Provided records:
###

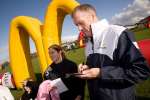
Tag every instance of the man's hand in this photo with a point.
(88, 73)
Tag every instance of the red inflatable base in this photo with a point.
(144, 46)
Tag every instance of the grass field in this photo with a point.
(77, 55)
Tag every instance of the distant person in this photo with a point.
(114, 63)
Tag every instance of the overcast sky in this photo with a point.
(122, 12)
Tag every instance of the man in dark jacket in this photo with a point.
(114, 63)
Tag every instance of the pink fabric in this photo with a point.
(43, 92)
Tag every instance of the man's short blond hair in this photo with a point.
(84, 8)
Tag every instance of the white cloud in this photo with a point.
(69, 38)
(134, 12)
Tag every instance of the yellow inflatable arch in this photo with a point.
(23, 27)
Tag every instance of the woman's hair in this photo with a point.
(58, 49)
(84, 8)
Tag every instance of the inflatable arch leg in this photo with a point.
(22, 27)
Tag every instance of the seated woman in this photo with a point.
(58, 69)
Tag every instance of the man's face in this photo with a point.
(83, 20)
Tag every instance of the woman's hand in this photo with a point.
(51, 87)
(88, 73)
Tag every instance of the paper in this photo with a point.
(61, 87)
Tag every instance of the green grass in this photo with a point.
(77, 55)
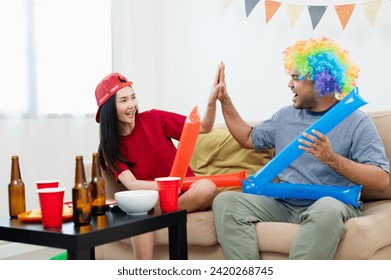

###

Tally the lines in the listing above that contain the string "woman", treating case as significant. Reply with the number only.

Problem solution: 3